-- REQUIREMENT --
Set out every one of the records below as a numbered list, with any blank lines dropped.

(A run of records)
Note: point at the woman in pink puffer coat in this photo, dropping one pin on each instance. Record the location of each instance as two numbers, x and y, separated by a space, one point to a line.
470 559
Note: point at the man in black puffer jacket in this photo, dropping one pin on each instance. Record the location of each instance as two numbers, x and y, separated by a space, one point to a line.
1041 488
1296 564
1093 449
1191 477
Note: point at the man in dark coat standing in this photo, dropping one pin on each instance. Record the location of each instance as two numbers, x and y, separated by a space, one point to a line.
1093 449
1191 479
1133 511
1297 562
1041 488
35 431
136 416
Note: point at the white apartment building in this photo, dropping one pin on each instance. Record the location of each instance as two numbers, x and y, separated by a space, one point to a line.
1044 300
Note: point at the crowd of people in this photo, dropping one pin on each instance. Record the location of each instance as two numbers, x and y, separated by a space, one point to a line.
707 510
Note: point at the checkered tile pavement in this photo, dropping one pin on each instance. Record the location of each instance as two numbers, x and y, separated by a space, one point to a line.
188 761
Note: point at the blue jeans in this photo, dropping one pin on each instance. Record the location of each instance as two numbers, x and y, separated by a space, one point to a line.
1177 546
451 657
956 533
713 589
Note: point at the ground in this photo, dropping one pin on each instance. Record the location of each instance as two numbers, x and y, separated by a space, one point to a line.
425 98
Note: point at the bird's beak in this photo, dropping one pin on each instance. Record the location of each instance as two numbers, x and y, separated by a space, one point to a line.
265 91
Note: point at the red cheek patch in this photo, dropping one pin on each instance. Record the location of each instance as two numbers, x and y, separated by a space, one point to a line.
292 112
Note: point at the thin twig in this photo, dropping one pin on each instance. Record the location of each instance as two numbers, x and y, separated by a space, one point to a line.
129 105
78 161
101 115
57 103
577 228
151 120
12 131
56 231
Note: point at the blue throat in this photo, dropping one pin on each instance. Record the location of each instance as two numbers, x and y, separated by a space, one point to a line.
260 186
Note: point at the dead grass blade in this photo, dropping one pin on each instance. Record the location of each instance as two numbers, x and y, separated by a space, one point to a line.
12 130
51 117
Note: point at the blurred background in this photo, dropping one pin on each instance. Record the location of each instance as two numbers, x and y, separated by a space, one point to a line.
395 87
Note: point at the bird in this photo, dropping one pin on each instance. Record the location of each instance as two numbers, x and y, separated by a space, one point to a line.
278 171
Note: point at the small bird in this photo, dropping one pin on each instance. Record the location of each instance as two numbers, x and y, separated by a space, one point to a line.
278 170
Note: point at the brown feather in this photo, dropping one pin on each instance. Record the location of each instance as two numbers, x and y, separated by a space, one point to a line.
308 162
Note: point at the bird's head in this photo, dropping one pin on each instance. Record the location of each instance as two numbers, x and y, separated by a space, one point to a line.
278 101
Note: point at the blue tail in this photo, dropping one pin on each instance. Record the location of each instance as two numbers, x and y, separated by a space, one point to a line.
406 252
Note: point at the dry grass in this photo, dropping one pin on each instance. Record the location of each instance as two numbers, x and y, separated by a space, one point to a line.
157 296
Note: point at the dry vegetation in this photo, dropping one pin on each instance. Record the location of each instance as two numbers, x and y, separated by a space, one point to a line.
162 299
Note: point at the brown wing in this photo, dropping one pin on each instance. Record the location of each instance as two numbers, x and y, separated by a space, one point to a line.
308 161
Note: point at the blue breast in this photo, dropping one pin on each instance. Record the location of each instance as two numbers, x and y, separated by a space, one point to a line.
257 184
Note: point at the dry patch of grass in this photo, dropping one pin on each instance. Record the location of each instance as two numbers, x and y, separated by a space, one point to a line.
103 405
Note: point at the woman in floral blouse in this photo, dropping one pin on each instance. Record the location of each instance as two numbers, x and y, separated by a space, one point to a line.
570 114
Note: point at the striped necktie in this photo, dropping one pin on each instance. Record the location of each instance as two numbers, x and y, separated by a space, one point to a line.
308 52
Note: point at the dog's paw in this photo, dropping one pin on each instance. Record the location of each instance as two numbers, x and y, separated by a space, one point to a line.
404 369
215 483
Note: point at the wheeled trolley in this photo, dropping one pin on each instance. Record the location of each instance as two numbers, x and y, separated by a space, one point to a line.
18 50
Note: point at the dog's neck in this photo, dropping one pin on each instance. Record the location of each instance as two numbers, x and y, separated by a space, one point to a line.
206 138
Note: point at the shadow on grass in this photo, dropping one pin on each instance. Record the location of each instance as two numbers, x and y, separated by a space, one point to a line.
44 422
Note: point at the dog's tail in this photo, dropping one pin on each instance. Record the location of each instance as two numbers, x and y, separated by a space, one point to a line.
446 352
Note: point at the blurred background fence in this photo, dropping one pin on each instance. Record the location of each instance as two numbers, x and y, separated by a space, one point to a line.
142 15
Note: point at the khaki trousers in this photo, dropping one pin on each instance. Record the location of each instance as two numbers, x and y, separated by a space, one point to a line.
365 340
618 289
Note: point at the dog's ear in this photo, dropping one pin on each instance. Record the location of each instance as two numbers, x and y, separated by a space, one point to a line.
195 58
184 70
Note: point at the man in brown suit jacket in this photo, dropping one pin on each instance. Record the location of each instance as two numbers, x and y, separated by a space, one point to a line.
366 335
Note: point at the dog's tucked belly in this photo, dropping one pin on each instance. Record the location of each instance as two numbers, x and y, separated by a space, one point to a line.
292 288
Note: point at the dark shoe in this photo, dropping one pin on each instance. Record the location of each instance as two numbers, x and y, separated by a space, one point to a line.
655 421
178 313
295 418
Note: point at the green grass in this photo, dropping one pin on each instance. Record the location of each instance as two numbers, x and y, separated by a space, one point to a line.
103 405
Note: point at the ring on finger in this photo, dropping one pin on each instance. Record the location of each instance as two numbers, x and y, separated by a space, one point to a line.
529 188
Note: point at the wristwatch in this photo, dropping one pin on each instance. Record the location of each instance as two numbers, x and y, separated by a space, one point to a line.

-- FINAL RESULT --
1. Note: point at the woman in pink puffer coat in this photo, dropping one pin on each instance. Record the location of each instance as two numbers, x and y, separated by a space, one point to a line.
2. 470 559
3. Note: point at the man in black puffer jacket in this photo, dropping one pin on each instance. Record the location of each instance as two numbers, x and y, separated by a space, one point to a line.
4. 1041 488
5. 1296 564
6. 1093 449
7. 1191 477
8. Note: point at the man in dark coat standing in this photo, dropping one pin on each instance. Record the location of each instance as two numbers, x and y, separated by a space, one point to a line.
9. 1093 449
10. 1191 479
11. 1133 511
12. 1297 562
13. 1041 488
14. 35 431
15. 136 416
16. Note: point at the white apartment building in this photo, dropping one pin on each instance. Record the location of each instance as two numbers, x and y, separated by a space, one point to a line.
17. 1044 300
18. Note: point at the crowd of people in this photo, dropping one pin on each instance. Record the location of each instance as two numbers, x and y, separated by a space, one point to a line.
19. 707 510
20. Note: point at the checkered tile pavement in this photo, dropping one pin on each instance. Record the location of each instance as two numbers, x and y, separated by a space, one point to a line.
21. 188 761
22. Note: point at the blue jeans in this photo, dropping one pin on each instance. Record the location of each instance as two numbers, x and y, separated by a space, one point to a line.
23. 1177 546
24. 451 657
25. 956 533
26. 713 589
27. Note: point at the ground in this photo, dropping one pin on each instance. Record the location of each instance as two numbers, x and y, separated by a space, one point to a line.
28. 425 98
29. Note: point at the bird's beak in this photo, dropping one pin on each instance. Record the location of each instance as two numbers, x and y, separated by a space, one point to a line.
30. 265 91
31. Note: point at the red cheek patch in this photo, dropping one pin on each instance. Record the location of each instance as two numbers, x and y, separated by a space, one point to a line.
32. 292 112
33. Note: point at the thin twig in this photo, dropping one pin on each instance. Record the location of each instance as two numbers, x and y, separated by a space, one point to a line.
34. 129 105
35. 78 161
36. 101 115
37. 57 103
38. 577 228
39. 151 120
40. 12 131
41. 56 231
42. Note: point at the blue throat in this photo, dropping one pin on each instance. Record the location of each instance as two numbers, x and y, separated by a space, one point to a line.
43. 260 186
44. Note: point at the dead grass blade in this photo, dropping one pin on each instance. Record the location of each instance as two numbers, x and y, separated by a space, one point to a line.
45. 12 130
46. 51 117
47. Note: point at the blurred background in this photo, dropping one pin on each instance. Record the location of each instance as two numbers, x and y, separated by a space, one point to a line.
48. 395 87
49. Note: point at the bird in this photo, dropping one pin on each instance. Record the location of each instance as two numbers, x and y, separated by a space, one point to a line.
50. 278 171
51. Note: point at the small bird in this photo, dropping one pin on each instance. Record the location of each instance as two numbers, x and y, separated by a space, one point to a line.
52. 278 170
53. Note: point at the brown feather in this photo, dropping one pin on each instance. Record the location of each instance as two numbers, x and y, separated by a space, one point to a line.
54. 308 162
55. Note: point at the bird's head in this photo, dropping one pin on each instance. Record the location of each instance as two numbers, x and y, separated by a space, one point to a line.
56. 278 101
57. Note: point at the blue tail in this photo, dropping one pin on each instance. Record the location of each instance as two numbers, x and y, separated by a space, one point to a line.
58. 406 252
59. Note: point at the dry grass in this photo, dropping one pin on each instance. Record the location of each instance as two numbers, x and y, separated by a space, one point to a line.
60. 157 296
61. Note: point at the dry vegetation in this photo, dropping one pin on each instance. Record the location of each instance as two numbers, x and y, separated by a space, one point to a line.
62. 162 299
63. Note: point at the brown wing in this photo, dropping one pin on each instance. Record the location of each instance as two numbers, x and y, separated by a space, one point to a line.
64. 308 161
65. Note: point at the blue breast in this photo, dropping one pin on each instance. Record the location of each instance as two numbers, x and y, separated by a space, one point to a line.
66. 257 184
67. Note: point at the dry patch of grass in this photo, dropping one pin on each instance. Record the location of each instance as two numbers, x and y, separated by a space, one point to a line.
68. 103 405
69. Note: point at the woman in floral blouse in this photo, dropping one pin on each instance. Record the location of each instance as two numbers, x and y, separated by a space, one point to a line.
70. 570 114
71. Note: point at the striped necktie in this photo, dropping one pin on each instance. Record the location of each instance as two numbers, x and y, separated by a space, one point to a line.
72. 308 52
73. Note: point at the dog's paw in this photo, dropping one pin on each instance. Record the location of each instance as two numbers, x and y, separated by a space, one point to a line.
74. 404 369
75. 215 483
76. Note: point at the wheeled trolley in this photo, dropping one pin on each instance. Record the location of each instance as two numbers, x and y, separated by a space, one point to a line.
77. 18 50
78. Note: point at the dog's neck in this photo, dropping one pin on each instance. Record the location of each instance as two numbers, x and y, separated by a space, one point to a line.
79. 206 138
80. Note: point at the shadow on grass in this photo, dropping one pin on each instance. Record the location of each instance as two numbers, x and y, separated by a space, one point to a line.
81. 44 422
82. Note: point at the dog's tail in this photo, dropping one pin on each instance. Record the location of each instance as two numbers, x and y, separated by a space, one point to a line.
83. 446 352
84. Note: point at the blurred background fence in this photo, dropping one pin on each instance. Record the location of each instance as two numbers, x and y, separated by a space, one point to a line.
85. 142 15
86. Note: point at the khaki trousers in this photo, dropping one pin on each instance. Record the location of each instance as two numbers, x and y, separated by a space, one point to a line.
87. 365 340
88. 618 289
89. Note: point at the dog's ear in this photo, dropping one pin on each instance. Record the location of each instance as two numbers, x and y, separated by a space, one point to a line.
90. 195 58
91. 184 70
92. Note: point at the man in brown suit jacket in this photo, dropping one pin on each instance. Record the location of each instance as two numbers, x and y, separated by a space, one point to a line.
93. 366 335
94. Note: point at the dog's tucked belly in this photo, dropping one pin on each instance. Record the location of each instance as two numbers, x and y, separated by a space, one point to a line.
95. 292 288
96. Note: point at the dark shoe in this photo, dropping one pin on each instance. Record the location of each instance as two numbers, x and y, separated by a space, one point to a line.
97. 655 421
98. 178 313
99. 295 418
100. Note: point at the green grass in this photo, dropping one pin on each instance. Record the location of each instance as two numbers, x and y, separated by a space, one point to a line.
101. 103 405
102. Note: point at the ring on finger in this photo, dropping one pin on each instance. Record the location of each instance as two numbers, x and y, separated by a space, one point to a line.
103. 529 188
104. Note: point at the wristwatch in this photo, dropping one pin on each instance. Record the location of each instance as two numbers, x and y, separated by a space, one point to a line.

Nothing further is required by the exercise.